[Veri kümesi kayıtları]
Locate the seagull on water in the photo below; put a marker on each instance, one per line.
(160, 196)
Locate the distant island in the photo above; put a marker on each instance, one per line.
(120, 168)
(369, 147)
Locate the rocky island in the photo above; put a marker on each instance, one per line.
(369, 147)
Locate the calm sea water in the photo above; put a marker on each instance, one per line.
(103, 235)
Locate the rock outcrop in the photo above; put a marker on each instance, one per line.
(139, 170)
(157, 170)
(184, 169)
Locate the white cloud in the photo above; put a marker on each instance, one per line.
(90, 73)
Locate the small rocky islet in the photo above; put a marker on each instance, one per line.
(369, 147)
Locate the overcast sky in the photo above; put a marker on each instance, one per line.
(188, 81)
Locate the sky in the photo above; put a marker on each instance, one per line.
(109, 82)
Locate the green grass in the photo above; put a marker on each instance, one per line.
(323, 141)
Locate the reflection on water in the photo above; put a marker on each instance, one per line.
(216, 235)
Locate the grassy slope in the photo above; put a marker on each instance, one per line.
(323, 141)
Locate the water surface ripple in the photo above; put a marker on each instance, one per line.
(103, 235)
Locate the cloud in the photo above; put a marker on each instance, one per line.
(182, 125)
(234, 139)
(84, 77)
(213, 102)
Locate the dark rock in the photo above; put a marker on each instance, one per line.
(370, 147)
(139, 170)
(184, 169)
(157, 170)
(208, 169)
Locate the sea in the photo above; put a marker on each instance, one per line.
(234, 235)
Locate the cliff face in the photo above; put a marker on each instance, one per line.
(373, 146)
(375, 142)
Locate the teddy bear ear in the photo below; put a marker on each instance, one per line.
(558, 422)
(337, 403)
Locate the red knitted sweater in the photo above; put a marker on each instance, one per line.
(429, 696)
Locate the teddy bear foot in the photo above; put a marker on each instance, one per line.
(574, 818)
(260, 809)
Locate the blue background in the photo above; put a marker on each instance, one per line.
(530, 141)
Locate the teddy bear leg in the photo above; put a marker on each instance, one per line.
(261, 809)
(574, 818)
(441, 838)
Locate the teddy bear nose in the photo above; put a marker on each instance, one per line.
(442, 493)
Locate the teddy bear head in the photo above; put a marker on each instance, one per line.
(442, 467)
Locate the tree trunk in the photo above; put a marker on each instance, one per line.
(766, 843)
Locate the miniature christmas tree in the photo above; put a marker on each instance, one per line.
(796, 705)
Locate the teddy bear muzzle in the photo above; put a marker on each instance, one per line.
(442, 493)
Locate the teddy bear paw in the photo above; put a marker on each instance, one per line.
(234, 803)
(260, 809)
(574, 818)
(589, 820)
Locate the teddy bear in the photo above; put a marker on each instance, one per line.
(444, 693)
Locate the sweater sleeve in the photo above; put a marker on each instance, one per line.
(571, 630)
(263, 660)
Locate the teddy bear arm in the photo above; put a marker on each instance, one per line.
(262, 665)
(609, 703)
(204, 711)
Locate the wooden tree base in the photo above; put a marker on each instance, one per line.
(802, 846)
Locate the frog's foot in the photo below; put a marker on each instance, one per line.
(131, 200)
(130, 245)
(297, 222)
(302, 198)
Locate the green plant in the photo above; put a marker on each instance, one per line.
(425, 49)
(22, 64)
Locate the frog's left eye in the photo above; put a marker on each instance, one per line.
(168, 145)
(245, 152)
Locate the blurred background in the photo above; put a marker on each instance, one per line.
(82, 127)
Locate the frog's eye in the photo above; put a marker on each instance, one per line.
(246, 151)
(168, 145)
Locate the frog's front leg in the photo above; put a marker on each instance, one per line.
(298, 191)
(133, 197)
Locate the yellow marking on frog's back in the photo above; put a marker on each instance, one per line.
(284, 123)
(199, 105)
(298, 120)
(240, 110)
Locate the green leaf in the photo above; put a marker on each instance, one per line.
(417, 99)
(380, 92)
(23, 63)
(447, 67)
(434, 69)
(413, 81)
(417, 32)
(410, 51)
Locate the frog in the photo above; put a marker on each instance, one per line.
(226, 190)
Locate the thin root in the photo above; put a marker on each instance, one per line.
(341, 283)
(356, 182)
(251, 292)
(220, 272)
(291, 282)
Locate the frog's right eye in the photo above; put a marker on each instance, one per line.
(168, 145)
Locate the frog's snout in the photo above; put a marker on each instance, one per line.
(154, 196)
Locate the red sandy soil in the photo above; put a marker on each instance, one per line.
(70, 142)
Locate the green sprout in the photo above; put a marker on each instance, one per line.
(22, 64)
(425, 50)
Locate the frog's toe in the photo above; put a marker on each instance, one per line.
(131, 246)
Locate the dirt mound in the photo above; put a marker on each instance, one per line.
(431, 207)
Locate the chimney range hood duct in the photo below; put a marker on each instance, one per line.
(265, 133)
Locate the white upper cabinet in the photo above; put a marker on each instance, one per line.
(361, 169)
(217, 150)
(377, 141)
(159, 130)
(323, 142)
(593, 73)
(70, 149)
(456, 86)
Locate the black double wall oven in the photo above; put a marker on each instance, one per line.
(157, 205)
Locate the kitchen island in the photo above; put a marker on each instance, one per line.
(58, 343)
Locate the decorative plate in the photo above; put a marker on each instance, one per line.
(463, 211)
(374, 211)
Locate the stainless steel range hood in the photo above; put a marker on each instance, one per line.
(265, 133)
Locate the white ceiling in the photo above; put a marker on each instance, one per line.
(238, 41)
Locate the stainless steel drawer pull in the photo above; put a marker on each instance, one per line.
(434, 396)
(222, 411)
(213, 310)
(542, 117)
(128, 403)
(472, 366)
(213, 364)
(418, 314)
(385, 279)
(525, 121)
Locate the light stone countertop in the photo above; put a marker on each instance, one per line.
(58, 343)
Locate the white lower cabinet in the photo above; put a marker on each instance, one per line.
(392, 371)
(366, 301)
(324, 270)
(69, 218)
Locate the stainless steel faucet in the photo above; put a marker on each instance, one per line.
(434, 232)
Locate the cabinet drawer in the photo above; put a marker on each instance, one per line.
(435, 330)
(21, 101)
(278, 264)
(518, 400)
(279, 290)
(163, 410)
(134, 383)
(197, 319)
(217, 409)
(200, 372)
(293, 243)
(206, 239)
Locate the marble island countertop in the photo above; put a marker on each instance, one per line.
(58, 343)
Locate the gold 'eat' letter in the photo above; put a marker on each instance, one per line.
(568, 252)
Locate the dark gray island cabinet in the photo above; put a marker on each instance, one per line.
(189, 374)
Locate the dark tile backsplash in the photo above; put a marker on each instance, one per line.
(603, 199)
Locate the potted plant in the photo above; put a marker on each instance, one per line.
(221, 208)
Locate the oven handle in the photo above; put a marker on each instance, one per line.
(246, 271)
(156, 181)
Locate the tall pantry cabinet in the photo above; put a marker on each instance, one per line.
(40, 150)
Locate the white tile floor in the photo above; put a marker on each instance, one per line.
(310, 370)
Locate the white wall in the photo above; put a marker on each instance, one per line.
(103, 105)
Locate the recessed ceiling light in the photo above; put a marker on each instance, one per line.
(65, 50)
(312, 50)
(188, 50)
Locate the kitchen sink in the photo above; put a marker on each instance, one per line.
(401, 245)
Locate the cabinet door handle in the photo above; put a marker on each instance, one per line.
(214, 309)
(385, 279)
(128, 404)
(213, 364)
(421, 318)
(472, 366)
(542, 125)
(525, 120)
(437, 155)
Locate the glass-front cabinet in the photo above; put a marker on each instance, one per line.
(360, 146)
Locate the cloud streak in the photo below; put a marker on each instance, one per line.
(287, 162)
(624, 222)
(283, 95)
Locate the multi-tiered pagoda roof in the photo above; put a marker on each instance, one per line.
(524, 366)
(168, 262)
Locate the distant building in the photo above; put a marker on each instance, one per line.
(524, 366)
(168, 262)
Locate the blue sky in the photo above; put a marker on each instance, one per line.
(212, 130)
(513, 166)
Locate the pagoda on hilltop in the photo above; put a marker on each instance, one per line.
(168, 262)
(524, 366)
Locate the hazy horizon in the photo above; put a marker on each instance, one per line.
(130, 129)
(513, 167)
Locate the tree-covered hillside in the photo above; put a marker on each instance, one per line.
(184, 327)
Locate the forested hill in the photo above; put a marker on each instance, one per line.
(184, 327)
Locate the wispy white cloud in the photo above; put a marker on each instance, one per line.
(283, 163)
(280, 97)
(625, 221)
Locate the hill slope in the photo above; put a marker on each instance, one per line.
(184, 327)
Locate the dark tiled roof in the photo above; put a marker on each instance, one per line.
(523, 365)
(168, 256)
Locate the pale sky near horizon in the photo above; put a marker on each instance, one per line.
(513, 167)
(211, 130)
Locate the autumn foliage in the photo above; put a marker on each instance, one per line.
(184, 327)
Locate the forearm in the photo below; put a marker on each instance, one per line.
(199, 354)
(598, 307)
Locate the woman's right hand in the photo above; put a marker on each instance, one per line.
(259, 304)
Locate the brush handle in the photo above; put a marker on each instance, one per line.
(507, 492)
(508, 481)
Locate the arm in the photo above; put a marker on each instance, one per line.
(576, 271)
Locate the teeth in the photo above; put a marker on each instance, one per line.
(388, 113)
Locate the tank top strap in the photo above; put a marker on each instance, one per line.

Alıştırma: "Locate the tree-covered" ifadesini içeren satırdan kayıtların sonuna kadar uzanan kısmı, "brush handle" ifadesini "comb handle" ile değiştirerek yeniden yaz. Geri kalan her şey aynen kalsın.

Beklenen yanıt:
Locate the tree-covered hillside in the photo above; put a marker on each instance, one per line.
(184, 327)
Locate the forested hill in the photo above; put a marker on each instance, one per line.
(184, 327)
Locate the wispy white cloud in the photo above; put a marker on each instance, one per line.
(283, 163)
(280, 97)
(625, 221)
Locate the hill slope in the photo above; put a marker on each instance, one per line.
(184, 327)
Locate the dark tiled roof in the photo above; put a marker on each instance, one per line.
(523, 365)
(168, 256)
Locate the pale sky near horizon in the photo above; put a marker on each instance, one per line.
(513, 167)
(211, 130)
Locate the autumn foliage in the photo above; put a marker on each instance, one per line.
(184, 327)
Locate the forearm in the photo below; put a marker on each instance, one per line.
(199, 354)
(598, 307)
Locate the woman's right hand in the photo above; put a marker on each instance, one per line.
(259, 304)
Locate the comb handle in the photo above; put a marker on each instance, one per line.
(507, 492)
(508, 481)
Locate the arm in the photo above; put a marker on each instance, one per line.
(576, 271)
Locate the teeth in the photo above; put a marker on each instance, one per line.
(388, 113)
Locate the tank top strap in the photo above; put a marker on each instance, one per line.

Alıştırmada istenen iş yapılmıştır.